TASK — Would you please state how many lines in the entries contain the word "bedspread"? Only the number should be given.

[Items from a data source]
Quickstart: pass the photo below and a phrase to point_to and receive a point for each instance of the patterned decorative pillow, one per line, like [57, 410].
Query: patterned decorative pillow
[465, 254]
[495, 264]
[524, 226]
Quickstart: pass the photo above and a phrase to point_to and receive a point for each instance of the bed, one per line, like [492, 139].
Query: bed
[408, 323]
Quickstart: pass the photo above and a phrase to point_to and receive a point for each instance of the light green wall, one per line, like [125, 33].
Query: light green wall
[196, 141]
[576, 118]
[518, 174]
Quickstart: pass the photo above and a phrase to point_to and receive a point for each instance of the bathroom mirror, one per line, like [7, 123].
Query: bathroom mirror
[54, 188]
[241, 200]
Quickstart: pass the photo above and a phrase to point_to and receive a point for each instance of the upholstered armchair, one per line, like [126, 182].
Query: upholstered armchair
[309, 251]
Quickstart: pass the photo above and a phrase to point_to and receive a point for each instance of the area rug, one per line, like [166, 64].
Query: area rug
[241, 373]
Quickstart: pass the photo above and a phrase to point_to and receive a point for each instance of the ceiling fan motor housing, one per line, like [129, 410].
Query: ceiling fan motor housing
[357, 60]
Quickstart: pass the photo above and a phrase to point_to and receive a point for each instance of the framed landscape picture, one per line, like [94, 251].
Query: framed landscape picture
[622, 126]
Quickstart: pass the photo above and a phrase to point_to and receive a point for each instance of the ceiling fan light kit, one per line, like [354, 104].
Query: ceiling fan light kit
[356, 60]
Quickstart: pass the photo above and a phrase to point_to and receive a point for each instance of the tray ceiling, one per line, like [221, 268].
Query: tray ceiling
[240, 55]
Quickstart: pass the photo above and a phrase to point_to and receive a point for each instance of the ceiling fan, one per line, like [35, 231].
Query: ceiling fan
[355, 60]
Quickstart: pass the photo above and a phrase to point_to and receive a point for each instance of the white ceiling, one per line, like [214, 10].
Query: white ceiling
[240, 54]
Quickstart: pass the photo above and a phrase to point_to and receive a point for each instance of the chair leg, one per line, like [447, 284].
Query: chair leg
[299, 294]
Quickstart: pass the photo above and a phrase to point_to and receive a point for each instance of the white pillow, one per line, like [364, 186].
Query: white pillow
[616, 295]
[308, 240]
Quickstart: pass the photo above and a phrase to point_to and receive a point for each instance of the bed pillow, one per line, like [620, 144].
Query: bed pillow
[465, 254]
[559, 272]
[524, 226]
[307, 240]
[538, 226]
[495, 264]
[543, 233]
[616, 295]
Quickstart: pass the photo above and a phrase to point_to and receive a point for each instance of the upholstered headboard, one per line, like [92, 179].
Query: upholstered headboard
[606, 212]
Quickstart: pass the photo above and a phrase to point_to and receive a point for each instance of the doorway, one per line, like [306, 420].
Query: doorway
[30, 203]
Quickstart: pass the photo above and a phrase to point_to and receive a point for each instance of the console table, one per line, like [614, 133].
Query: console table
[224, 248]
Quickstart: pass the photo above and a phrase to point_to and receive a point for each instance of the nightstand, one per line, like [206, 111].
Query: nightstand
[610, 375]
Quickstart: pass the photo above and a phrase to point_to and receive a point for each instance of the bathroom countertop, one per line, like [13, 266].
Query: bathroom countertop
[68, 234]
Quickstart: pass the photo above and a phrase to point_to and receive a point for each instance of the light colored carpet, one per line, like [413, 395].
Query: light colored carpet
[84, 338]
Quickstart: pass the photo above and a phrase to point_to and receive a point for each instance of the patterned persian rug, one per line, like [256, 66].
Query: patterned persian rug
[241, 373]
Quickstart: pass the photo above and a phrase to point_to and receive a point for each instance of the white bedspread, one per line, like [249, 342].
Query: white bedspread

RESULT — 2